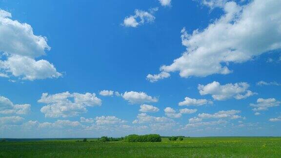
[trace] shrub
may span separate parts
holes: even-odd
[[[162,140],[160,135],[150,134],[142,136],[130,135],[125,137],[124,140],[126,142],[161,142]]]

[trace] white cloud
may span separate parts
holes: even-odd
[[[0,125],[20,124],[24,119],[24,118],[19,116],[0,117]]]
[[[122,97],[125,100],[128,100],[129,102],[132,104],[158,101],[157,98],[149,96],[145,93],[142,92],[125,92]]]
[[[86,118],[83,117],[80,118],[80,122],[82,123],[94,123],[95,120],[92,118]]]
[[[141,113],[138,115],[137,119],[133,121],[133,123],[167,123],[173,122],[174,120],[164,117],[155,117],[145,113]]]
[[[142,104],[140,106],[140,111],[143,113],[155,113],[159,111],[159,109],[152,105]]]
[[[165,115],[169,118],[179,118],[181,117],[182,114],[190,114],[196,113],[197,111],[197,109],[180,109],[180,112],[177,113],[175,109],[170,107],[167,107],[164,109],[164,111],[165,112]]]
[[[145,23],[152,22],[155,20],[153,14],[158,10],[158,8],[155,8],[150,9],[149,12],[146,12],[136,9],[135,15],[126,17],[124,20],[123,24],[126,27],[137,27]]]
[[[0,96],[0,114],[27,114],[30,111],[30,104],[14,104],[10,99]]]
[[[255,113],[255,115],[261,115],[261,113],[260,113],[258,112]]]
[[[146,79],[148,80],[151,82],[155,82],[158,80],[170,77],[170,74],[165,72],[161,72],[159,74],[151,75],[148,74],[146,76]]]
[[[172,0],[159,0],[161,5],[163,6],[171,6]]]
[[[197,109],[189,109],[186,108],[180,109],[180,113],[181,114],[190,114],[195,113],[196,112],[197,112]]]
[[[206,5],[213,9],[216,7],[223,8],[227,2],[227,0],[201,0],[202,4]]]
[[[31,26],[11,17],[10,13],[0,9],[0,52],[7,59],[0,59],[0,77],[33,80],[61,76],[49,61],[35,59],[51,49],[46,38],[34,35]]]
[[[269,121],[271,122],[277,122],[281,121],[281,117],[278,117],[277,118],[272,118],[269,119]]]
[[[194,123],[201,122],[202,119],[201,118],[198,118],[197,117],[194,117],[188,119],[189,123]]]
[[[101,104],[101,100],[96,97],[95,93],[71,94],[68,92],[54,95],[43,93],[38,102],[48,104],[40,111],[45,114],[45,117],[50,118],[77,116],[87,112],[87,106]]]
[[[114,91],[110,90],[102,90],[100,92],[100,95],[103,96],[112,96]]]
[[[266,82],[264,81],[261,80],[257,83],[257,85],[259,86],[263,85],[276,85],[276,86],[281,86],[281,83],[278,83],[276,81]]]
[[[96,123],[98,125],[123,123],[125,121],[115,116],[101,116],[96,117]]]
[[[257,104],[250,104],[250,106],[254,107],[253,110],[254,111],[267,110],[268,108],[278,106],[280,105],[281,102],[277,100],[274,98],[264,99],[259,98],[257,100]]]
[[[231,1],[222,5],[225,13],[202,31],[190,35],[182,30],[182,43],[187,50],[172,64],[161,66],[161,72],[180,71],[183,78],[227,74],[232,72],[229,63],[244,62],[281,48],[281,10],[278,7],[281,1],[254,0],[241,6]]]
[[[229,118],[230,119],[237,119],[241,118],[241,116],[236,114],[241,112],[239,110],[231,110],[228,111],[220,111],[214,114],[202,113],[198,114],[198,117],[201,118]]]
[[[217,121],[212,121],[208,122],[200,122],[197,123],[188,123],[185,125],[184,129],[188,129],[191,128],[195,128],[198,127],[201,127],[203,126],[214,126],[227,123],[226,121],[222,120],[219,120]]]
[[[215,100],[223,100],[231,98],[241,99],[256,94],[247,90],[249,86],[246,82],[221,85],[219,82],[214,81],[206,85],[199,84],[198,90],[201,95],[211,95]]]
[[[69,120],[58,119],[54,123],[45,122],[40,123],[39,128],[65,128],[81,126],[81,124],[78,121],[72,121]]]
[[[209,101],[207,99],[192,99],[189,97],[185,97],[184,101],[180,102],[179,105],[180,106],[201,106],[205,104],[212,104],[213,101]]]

---

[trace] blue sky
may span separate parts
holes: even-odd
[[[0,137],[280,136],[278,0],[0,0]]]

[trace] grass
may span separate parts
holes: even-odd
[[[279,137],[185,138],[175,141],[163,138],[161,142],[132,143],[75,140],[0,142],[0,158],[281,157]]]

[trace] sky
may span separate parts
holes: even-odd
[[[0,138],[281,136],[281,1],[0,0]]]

REQUIRED TASK
Convert the part of the records that begins with the line containing "[trace] sky" and ends with the line containing "[[[0,138],[281,136],[281,1],[0,0]]]", both lines included, into a Markdown table with the columns Row and Line. Number the rows and omit blank lines.

ANSWER TO THIS TASK
| Row | Line |
|---|---|
| 1 | [trace] sky |
| 2 | may span separate parts |
| 3 | holes: even-odd |
| 4 | [[[0,138],[281,136],[281,1],[0,0]]] |